• [REQUIRED TASK]
Please copy out, word for word, everything in the entries below from the line containing "of the blonde" down to the end of the entries, including both of those lines.

----- PROVIDED ENTRIES -----

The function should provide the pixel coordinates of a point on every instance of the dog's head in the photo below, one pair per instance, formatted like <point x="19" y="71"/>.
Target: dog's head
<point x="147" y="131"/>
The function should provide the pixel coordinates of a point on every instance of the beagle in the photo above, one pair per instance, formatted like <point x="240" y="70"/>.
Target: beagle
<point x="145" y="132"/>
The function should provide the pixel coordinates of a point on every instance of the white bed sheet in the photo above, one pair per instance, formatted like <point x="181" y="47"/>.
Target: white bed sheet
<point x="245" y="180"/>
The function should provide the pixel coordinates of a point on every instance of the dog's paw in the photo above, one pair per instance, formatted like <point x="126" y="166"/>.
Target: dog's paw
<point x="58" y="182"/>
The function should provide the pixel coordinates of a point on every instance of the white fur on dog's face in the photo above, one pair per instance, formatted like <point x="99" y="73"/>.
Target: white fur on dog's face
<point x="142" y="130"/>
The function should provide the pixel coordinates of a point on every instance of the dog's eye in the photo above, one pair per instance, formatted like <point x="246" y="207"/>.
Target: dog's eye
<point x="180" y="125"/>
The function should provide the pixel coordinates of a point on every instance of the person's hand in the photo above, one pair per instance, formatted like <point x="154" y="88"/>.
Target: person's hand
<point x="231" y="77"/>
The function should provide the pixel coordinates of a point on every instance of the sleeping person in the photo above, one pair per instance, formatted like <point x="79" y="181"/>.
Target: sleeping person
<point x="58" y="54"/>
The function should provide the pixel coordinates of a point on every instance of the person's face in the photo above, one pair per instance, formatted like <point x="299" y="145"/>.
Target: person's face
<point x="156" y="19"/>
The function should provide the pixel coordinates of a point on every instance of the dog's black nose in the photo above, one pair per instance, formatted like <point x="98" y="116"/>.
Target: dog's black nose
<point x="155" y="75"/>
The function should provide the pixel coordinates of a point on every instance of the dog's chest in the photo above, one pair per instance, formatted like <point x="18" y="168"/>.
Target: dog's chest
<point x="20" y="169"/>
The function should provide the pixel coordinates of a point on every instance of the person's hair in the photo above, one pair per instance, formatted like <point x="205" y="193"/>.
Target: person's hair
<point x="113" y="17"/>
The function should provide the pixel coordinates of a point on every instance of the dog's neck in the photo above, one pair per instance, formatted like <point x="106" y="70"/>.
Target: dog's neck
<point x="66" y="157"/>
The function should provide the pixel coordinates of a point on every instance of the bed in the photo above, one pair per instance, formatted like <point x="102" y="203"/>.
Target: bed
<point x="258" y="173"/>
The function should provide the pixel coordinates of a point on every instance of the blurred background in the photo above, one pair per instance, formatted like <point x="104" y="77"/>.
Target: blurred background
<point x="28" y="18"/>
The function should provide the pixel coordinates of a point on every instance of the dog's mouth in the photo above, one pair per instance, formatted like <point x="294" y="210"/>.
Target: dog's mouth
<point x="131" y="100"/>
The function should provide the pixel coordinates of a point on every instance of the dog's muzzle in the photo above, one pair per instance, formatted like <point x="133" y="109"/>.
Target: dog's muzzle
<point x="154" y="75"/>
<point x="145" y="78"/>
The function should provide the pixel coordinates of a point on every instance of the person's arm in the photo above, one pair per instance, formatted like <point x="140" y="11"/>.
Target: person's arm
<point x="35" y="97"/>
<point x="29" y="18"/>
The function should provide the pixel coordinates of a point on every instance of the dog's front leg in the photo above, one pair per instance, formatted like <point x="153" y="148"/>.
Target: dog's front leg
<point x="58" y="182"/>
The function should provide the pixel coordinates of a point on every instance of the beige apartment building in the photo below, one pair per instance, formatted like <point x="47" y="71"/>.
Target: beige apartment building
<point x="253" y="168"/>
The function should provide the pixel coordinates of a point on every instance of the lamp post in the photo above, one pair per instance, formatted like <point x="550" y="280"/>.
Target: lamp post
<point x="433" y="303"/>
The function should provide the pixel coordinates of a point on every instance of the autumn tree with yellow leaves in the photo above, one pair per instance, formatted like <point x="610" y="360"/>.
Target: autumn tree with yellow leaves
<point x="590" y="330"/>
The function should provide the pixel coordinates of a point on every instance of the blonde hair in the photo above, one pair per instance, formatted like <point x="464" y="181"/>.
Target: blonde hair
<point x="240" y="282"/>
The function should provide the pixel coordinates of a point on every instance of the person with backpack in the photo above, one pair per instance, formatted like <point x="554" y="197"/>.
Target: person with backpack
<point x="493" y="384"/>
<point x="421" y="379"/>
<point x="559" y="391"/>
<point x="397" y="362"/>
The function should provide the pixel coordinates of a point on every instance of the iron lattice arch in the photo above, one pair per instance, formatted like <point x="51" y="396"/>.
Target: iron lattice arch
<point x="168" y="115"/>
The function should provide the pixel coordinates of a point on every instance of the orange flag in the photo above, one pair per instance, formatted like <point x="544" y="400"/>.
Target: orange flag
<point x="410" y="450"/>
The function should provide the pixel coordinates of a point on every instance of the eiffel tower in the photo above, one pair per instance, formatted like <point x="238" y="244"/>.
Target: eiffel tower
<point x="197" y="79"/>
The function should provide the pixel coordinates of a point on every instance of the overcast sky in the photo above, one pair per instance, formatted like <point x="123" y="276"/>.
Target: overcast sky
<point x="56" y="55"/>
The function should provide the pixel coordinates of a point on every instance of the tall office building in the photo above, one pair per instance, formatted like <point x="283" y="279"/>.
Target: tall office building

-----

• [RESULT]
The function should provide the pixel coordinates of a point on every instance of the blonde hair in the photo above, one pair per instance, formatted like <point x="464" y="181"/>.
Target: blonde hair
<point x="240" y="282"/>
The function should provide the pixel coordinates of a point on every instance of the person with backpack in the photo above, one pair per instance, formatted like <point x="554" y="197"/>.
Target: person with backpack
<point x="493" y="384"/>
<point x="421" y="379"/>
<point x="559" y="391"/>
<point x="397" y="362"/>
The function should provide the pixel coordinates of a point on every instance of the iron lattice arch in the photo above, one pair per instance, formatted like <point x="51" y="396"/>.
Target: iron lattice arch
<point x="168" y="115"/>
The function should provide the pixel coordinates of a point on every instance of the orange flag in the photo above, one pair per instance, formatted like <point x="544" y="400"/>.
Target: orange flag
<point x="410" y="450"/>
The function should provide the pixel coordinates of a point on every instance of the eiffel tower in the photo above, one pair per instance, formatted like <point x="238" y="244"/>.
Target: eiffel tower
<point x="197" y="79"/>
The function should provide the pixel coordinates of a point on every instance of the overcast sky in the photo above, one pair per instance, formatted like <point x="123" y="276"/>.
Target: overcast sky
<point x="56" y="55"/>
The function should provide the pixel coordinates of a point on every instance of the tall office building in the photo above, one pair per instance, formatted like <point x="283" y="279"/>.
Target: tall office building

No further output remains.